[Task objective] "If you could point to the swimming" appears in one line of the records below. Output that line and each one after it, exactly, through the last line.

Data to process Start Marker

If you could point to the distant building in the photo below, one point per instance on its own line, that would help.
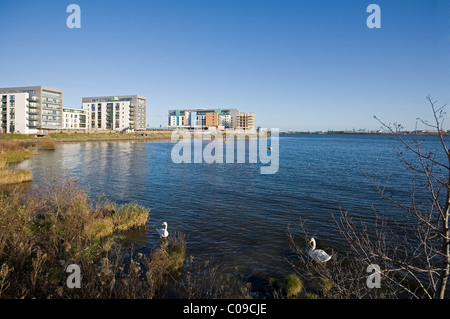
(206, 118)
(118, 113)
(74, 118)
(30, 109)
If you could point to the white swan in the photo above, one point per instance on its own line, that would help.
(317, 254)
(163, 233)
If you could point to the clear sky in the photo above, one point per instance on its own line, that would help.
(299, 65)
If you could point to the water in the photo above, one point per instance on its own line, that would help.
(231, 213)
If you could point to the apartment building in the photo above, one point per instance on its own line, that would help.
(118, 113)
(30, 109)
(218, 118)
(245, 121)
(16, 114)
(74, 118)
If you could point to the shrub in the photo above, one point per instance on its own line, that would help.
(293, 286)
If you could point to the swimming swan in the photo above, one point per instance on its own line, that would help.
(317, 254)
(163, 231)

Data to process End Marker

[Solution to the exercise]
If you could point to the swimming swan in the photo above, one point per instance on its own line, that would help.
(317, 254)
(163, 231)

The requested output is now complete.